Return exactly the final stretch of the records below, opening with the line that contains "in [239, 301]." and closing with the last line.
### EXTRACTED INFORMATION
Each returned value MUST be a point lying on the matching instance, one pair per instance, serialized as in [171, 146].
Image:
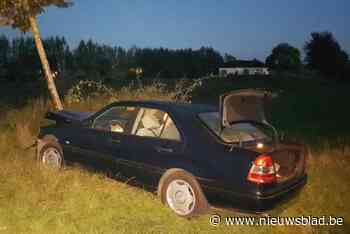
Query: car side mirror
[87, 123]
[115, 126]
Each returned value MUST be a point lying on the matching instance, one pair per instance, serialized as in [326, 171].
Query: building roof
[243, 63]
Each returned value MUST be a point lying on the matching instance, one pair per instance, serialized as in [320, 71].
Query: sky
[246, 29]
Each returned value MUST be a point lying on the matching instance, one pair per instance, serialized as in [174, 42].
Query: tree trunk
[45, 64]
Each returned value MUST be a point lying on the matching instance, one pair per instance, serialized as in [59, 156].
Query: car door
[102, 141]
[155, 145]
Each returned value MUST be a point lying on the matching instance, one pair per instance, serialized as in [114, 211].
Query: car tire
[181, 192]
[51, 155]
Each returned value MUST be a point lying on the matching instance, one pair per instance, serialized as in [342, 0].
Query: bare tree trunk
[45, 64]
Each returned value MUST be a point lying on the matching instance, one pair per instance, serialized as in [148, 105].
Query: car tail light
[262, 170]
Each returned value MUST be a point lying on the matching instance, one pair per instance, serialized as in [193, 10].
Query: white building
[239, 71]
[243, 67]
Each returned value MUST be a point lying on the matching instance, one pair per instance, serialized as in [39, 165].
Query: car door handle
[115, 141]
[160, 149]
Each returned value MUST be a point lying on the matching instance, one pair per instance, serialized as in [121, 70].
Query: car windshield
[239, 132]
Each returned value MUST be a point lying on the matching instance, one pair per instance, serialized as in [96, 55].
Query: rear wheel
[51, 155]
[181, 192]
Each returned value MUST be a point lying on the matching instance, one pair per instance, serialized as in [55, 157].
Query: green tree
[284, 57]
[5, 49]
[323, 53]
[22, 14]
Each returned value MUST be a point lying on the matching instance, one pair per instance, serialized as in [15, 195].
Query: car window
[116, 119]
[155, 123]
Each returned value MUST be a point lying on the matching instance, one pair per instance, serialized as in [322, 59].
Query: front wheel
[181, 192]
[51, 155]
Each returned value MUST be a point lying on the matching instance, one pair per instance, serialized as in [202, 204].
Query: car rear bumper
[256, 203]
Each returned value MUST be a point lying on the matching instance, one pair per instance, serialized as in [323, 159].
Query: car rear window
[240, 132]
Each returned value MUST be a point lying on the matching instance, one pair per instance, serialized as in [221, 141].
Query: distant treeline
[19, 60]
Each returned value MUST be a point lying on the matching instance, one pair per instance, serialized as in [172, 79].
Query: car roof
[172, 106]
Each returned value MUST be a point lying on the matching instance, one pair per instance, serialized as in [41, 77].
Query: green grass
[38, 200]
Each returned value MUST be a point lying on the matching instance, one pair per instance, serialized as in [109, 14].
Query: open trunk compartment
[289, 161]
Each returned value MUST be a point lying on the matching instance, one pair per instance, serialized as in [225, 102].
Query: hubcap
[180, 197]
[52, 158]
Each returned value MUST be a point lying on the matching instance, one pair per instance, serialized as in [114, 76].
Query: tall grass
[38, 200]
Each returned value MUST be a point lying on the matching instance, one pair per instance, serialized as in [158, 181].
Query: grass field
[37, 200]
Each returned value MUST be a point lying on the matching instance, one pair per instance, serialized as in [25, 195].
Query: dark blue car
[191, 154]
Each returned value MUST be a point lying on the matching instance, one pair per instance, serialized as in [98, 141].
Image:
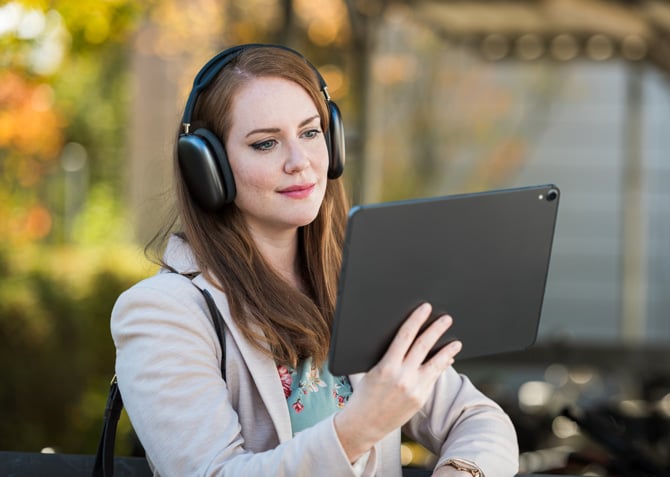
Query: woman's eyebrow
[276, 130]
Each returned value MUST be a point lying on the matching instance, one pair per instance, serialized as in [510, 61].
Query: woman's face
[278, 155]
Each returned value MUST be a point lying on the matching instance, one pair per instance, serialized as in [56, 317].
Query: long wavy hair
[282, 321]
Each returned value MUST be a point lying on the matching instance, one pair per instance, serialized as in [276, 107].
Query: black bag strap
[104, 459]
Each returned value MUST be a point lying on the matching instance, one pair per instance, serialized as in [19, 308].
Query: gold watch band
[465, 466]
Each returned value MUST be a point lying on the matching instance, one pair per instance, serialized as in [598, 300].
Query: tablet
[483, 258]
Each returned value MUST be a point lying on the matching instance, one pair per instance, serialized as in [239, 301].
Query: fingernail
[446, 319]
[455, 346]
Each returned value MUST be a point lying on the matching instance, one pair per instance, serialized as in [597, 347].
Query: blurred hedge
[56, 351]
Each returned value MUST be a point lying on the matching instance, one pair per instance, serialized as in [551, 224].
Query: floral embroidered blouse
[312, 393]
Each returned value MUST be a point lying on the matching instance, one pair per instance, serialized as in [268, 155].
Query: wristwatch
[465, 466]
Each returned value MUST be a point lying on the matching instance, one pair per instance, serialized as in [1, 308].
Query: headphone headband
[209, 71]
######
=== SOLUTION TO THIS PROBLEM ===
Each returned value MUST be a point lying on the matching instance, one pair per instance, serialized as in [239, 301].
Query: fingernail
[446, 319]
[455, 346]
Each returned value MUST be a point lying on the matching instance, one pair per instance, serialized as in [597, 347].
Query: blurred hedge
[56, 351]
Each returned value MUST be a point lying on the matching instance, one pair per instance, serialized as in [551, 224].
Query: floral embroidered blouse
[312, 393]
Each returned value MUST be a point lying on the matching instance, one pair per instance, serialized as in [268, 155].
Query: wristwatch
[465, 466]
Each returned value MUST be a point lying on the matching instance, one pair per instance, serialized as in [1, 308].
Query: headphone headband
[209, 71]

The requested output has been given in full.